(Dataset excerpt)
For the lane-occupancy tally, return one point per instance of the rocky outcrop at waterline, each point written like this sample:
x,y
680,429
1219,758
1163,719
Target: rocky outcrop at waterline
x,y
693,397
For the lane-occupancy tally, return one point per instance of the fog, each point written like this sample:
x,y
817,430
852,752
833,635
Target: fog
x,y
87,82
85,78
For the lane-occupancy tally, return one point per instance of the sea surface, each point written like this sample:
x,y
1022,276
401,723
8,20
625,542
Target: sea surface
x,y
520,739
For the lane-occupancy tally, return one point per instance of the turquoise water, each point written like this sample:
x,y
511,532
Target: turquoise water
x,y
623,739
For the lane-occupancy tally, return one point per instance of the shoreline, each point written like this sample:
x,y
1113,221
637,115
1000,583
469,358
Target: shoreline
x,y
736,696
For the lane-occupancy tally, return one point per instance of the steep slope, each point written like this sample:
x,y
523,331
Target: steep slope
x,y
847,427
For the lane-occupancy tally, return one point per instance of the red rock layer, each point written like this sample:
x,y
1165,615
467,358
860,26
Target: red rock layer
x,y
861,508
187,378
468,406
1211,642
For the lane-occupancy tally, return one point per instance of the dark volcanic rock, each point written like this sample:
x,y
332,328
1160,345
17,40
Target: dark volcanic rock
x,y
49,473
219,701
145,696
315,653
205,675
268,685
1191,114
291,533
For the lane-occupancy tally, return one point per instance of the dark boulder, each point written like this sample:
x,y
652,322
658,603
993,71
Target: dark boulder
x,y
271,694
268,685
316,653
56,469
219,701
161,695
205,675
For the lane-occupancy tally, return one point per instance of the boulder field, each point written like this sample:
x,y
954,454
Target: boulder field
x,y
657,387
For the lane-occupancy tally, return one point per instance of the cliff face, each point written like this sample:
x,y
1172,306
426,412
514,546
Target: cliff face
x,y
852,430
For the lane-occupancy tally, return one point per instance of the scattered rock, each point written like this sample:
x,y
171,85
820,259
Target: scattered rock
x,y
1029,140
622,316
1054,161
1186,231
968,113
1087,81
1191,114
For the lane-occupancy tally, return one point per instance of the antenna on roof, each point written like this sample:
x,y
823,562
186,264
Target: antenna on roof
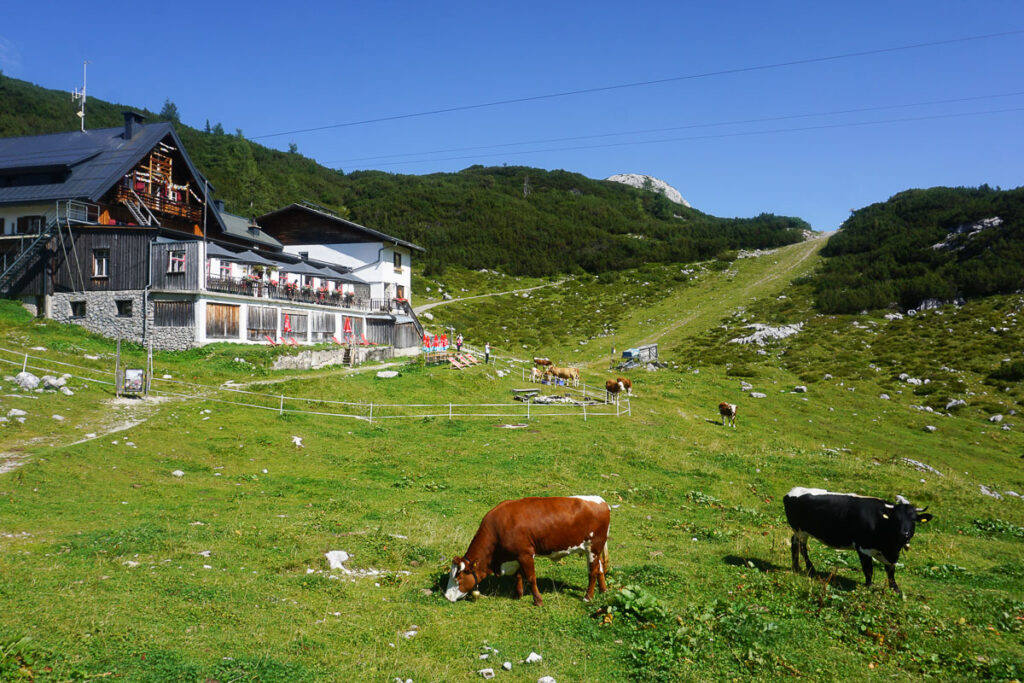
x,y
77,95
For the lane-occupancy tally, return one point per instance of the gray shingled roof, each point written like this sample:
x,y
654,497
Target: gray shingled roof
x,y
237,226
92,161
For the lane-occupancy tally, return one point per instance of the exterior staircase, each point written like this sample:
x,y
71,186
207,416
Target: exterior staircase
x,y
26,258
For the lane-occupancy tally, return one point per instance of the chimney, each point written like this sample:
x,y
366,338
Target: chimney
x,y
132,121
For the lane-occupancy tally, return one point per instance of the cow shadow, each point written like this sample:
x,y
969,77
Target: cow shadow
x,y
839,583
505,587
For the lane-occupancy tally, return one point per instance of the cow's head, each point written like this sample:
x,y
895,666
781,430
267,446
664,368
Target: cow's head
x,y
462,579
902,519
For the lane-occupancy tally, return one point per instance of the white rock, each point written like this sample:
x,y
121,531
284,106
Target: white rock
x,y
27,381
645,181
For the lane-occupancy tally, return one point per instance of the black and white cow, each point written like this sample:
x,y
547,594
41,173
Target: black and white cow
x,y
871,526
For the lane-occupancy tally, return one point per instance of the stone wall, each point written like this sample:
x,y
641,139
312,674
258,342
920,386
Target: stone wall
x,y
101,312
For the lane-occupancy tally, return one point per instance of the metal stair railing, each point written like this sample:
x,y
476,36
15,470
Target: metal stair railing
x,y
25,257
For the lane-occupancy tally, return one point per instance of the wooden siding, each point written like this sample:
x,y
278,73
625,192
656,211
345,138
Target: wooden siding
x,y
173,314
126,252
162,280
221,321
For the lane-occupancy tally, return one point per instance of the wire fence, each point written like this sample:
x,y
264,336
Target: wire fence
x,y
367,411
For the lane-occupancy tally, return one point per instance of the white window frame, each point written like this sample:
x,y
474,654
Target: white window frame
x,y
100,262
176,261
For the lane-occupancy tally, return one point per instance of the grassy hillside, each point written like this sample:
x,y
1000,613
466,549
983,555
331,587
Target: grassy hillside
x,y
103,562
907,249
522,220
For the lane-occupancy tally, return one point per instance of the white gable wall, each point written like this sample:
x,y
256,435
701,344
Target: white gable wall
x,y
373,261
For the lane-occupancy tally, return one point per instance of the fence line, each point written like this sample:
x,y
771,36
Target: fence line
x,y
527,411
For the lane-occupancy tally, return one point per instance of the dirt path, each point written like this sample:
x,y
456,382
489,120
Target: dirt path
x,y
797,254
428,306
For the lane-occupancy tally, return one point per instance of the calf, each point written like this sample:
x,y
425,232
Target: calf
x,y
567,374
516,531
611,388
728,413
871,526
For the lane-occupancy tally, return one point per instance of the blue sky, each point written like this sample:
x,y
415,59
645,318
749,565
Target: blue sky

### WHAT YOU NEED TO DO:
Output exactly the lines between the one containing "of the wooden" and the final line above, both inclusive.

### COMPLETE ANSWER:
For the lane-occupancy tally, return one point per instance of the wooden siding, each point written like this sample:
x,y
278,73
625,192
656,211
345,138
Target: wooden siding
x,y
173,314
126,252
162,280
221,321
For the lane-occupancy tally, return one point per instance of the wire fence, each point written like this sample:
x,y
264,336
Target: wire fence
x,y
367,411
For the lane-occupancy tally, return one point per instance of the white window frame, each point written like this sample:
x,y
474,654
Target: white window frame
x,y
100,262
176,261
For the lane-occupancy tally, return one point per instance of the grassy hillside, each point written like this sample:
x,y
1000,613
466,549
983,555
331,587
Target: grassy hillside
x,y
103,562
907,249
522,220
For the lane-occupancy tally, return one point per instance of the white gable wall, each point written like this sample:
x,y
256,435
701,344
Target: white gable wall
x,y
373,261
For the lane-occupancy tally, return one point per instance of the fence line, each point written like this sample:
x,y
771,36
Target: fence line
x,y
527,411
For the lane-occupancy tally, return one point per instance of the dirt path, each point written like this sample:
x,y
456,382
489,120
Target: dirt path
x,y
797,254
428,306
For the lane-occupancy tally, return one point per instance of the calf, each point written like this sample:
x,y
425,232
Target: calf
x,y
567,374
516,531
611,388
728,413
871,526
For the lane-occupancy tally, return one point per instance of the blue sky, each point written like this sample:
x,y
415,59
645,318
749,565
Target: blue sky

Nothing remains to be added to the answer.